* [Extracted entries]
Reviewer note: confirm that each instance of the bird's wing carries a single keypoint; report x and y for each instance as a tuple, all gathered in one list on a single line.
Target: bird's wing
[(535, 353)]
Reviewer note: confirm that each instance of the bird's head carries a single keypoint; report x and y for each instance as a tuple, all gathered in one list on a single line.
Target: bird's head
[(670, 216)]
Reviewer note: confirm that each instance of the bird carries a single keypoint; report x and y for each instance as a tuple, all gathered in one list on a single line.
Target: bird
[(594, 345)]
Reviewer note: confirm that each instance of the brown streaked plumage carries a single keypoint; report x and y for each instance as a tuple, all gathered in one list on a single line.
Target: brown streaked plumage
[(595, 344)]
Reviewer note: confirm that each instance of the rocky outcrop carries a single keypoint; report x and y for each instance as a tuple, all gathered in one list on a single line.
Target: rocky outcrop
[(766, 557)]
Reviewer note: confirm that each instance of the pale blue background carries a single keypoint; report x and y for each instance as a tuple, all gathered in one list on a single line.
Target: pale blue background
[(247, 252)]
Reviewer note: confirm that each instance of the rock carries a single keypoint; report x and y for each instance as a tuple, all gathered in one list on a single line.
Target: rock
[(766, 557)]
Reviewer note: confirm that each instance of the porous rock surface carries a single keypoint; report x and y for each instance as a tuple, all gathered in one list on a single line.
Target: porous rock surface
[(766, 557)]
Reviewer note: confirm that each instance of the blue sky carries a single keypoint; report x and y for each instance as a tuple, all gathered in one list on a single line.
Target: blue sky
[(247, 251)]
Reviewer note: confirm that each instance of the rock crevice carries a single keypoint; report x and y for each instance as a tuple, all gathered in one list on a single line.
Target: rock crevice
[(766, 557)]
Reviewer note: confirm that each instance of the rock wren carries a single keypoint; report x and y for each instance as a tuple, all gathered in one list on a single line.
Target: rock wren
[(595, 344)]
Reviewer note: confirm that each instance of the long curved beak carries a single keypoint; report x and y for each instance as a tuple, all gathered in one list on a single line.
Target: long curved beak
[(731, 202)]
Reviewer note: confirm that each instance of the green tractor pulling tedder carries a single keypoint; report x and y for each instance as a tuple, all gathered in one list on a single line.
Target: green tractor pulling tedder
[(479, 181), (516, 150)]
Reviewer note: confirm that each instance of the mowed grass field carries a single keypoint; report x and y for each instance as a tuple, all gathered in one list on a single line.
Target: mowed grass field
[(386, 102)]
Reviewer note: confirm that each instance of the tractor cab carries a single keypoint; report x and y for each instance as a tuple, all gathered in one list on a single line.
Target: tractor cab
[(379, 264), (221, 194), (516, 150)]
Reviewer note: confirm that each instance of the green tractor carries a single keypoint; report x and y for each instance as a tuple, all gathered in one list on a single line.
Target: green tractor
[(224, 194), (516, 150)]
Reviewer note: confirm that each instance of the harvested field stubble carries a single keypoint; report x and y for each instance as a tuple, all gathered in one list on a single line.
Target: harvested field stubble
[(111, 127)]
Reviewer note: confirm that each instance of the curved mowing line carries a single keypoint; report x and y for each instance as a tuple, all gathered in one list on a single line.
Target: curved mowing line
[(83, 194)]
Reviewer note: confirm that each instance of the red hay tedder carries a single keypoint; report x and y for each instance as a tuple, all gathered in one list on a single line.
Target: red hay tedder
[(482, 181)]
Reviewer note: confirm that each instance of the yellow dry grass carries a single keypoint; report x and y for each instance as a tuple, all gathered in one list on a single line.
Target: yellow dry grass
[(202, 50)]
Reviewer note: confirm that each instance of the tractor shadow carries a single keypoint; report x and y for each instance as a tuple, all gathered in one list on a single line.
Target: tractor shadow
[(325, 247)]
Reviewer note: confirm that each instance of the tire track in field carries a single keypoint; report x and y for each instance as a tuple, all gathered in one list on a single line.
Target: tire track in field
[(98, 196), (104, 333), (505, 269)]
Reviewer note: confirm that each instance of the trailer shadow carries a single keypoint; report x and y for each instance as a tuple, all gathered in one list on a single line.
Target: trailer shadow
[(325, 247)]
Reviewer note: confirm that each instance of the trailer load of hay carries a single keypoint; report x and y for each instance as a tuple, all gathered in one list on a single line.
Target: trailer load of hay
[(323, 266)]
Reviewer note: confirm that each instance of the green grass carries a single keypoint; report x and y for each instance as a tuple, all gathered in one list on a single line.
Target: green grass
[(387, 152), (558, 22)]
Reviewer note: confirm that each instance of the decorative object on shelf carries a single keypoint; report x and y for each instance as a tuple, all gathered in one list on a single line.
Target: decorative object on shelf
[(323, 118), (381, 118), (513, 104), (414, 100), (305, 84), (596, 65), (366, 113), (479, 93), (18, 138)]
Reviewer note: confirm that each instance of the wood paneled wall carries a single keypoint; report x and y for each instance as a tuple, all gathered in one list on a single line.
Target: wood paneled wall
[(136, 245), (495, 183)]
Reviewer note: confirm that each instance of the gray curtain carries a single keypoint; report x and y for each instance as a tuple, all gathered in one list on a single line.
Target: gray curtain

* [What needs to be done] Can you lay out every line from the start of the records up to and including the line with "[(535, 353)]" as a numbered list, skipping any blank lines?

* [Output for this task]
1. Reviewer note: confirm that each instance of the bird's wing carries a single keypoint; report x and y for each instance as a tuple, all gathered in one list on a single line.
2. Target: bird's wing
3. [(535, 353)]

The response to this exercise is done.